• Document section

· · · ·

Such fuzzy match systems therefore work on the basis of a fuzzy signature, which if used in the context of an encryption system may be considered to be a fuzzy key. However, almost all encryption systems require bit-perfect keys to operate correctly. Otherwise the decrypted message will not match the encrypted message and data loss will have occurred.

The following examples detail various approaches for using a fuzzy key to encrypt a message in a robust manner which avoids the conventionally experienced problems associated with using such fuzzy keys.

A first example is shown in FIG. 6. In this flow chart, the major logical steps in encrypting a message according to this first example are set out. Starting at step S6-1, the message to be encrypted is generated. Next, and optionally, error correction coding is applied to the message at step S6-3. The error correction coding may be any suitable technique, such as a simple technique such as a cyclical redundancy check, or a more complex error correction scheme such as a hamming code, BCH code, Reed-Solomon code, Reed-Muller code, binary Golay code, convolutional code, or turbo code.

A first biometric or biometric-type signature (signature1) is then divided into a number of blocks equal to the number of bits in the message (with error correction code bits if applied) at step S6-5. This same process is also carried out on a second biometric or biometric-type signature (signature2) at step S6-7.

Then, in order to create the encrypted message, for each bit of the message, the respective block of either signature1 or signature2 is selected. Selecting between signature1 and signature2 is done according to the bit value. If the bit value is “0” then the respective block of signature1 may be selected, and if bit value is “1” then the respective block of signature2 may be selected. Thus an encrypted message comprising a sequence of data blocks is created. The length of encrypted message of the present example is therefore the same as the length of the signatures (assuming that the signatures are the same length. If the signatures are different lengths, then the blocks of one will be larger than the blocks of the other and the encrypted message will have a length intermediate the lengths of the two signatures. Thus an encrypted message is created using the biometric/biometric type signatures.

To decrypt the message, the signatures for the same two articles/features are required. For each block of the encrypted message, the block is compared to the respective block of both signatures. The bit value of the original message is thus determined by which signature's block matches best to the block of the encrypted message.

Thus it will be understood that the aspect of this example which overcomes the conventionally experienced difficulties with fuzzy keys is that by using multiple bits (i.e. a block) from the fuzzy signature for each bit of the message, no single bit of the signature is individually responsible for the value of a bit in the message. This, coupled with the decryption process which simply looks for a best match between two alternatives (rather than an absolute recovered value), allows the fuzzy signature to be used as an encryption key without concern for lost or garbled data caused by the fuzzyness of the key.

As will be appreciated, the method of this example is best suited to short messages, and in any case to messages having fewer bits than the signature. In general, and depending upon the degree of fuzzyness of the particular parameter used as the key, it is desirable for each block of the signature to have a minimum length of approximately 10 bits. The upper limit for the length of each block is simply set by the operating environment of the system and the maximum signature size that can be generated and manipulated.

· · · ·

• Stated exercise A
Reproduce the fuzzy-key encryption passage verbatim, everything from "The following examples" down to "or turbo code.".
• Stated exercise B
Which error correction codes does the fuzzy-key encryption passage name as examples of a more complex error correction scheme?

· · · ·

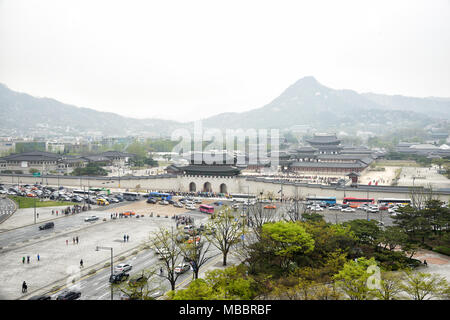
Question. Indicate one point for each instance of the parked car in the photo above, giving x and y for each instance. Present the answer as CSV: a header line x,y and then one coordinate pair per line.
x,y
136,280
123,267
182,268
48,225
69,295
77,199
42,297
118,277
102,202
113,200
91,201
178,205
90,218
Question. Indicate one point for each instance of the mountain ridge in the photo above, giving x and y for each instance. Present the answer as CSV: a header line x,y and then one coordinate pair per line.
x,y
306,101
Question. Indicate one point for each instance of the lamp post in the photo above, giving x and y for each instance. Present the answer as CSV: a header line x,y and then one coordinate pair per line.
x,y
112,272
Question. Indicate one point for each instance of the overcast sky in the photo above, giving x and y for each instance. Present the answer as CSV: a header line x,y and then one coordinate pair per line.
x,y
189,59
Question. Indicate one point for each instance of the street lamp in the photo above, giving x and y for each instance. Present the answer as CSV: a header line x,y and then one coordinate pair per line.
x,y
112,272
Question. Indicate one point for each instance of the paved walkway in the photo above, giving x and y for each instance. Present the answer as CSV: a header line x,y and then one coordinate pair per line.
x,y
59,260
437,263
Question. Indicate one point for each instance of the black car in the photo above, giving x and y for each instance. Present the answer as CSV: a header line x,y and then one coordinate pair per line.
x,y
118,277
69,295
48,225
138,280
43,297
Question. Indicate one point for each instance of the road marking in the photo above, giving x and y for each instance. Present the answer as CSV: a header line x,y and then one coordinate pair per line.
x,y
103,295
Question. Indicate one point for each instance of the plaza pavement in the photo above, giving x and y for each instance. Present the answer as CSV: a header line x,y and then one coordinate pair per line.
x,y
59,260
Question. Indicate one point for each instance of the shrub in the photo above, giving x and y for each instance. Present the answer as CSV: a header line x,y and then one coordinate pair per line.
x,y
443,249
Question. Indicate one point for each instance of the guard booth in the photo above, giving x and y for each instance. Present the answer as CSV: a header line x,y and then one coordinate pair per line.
x,y
354,177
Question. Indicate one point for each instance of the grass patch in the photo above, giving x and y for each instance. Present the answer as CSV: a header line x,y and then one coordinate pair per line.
x,y
443,249
25,202
398,163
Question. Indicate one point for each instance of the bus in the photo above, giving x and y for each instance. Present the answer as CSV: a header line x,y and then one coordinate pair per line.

· · · ·

• Problem solution A
The following examples detail various approaches for using a fuzzy key to encrypt a message in a robust manner which avoids the conventionally experienced problems associated with using such fuzzy keys.

A first example is shown in FIG. 6. In this flow chart, the major logical steps in encrypting a message according to this first example are set out. Starting at step S6-1, the message to be encrypted is generated. Next, and optionally, error correction coding is applied to the message at step S6-3. The error correction coding may be any suitable technique, such as a simple technique such as a cyclical redundancy check, or a more complex error correction scheme such as a hamming code, BCH code, Reed-Solomon code, Reed-Muller code, binary Golay code, convolutional code, or turbo code.

• Problem solution B
- Hamming code
- BCH code
- Reed-Solomon code
- Reed-Muller code
- Binary Golay code
- Convolutional code
- Turbo code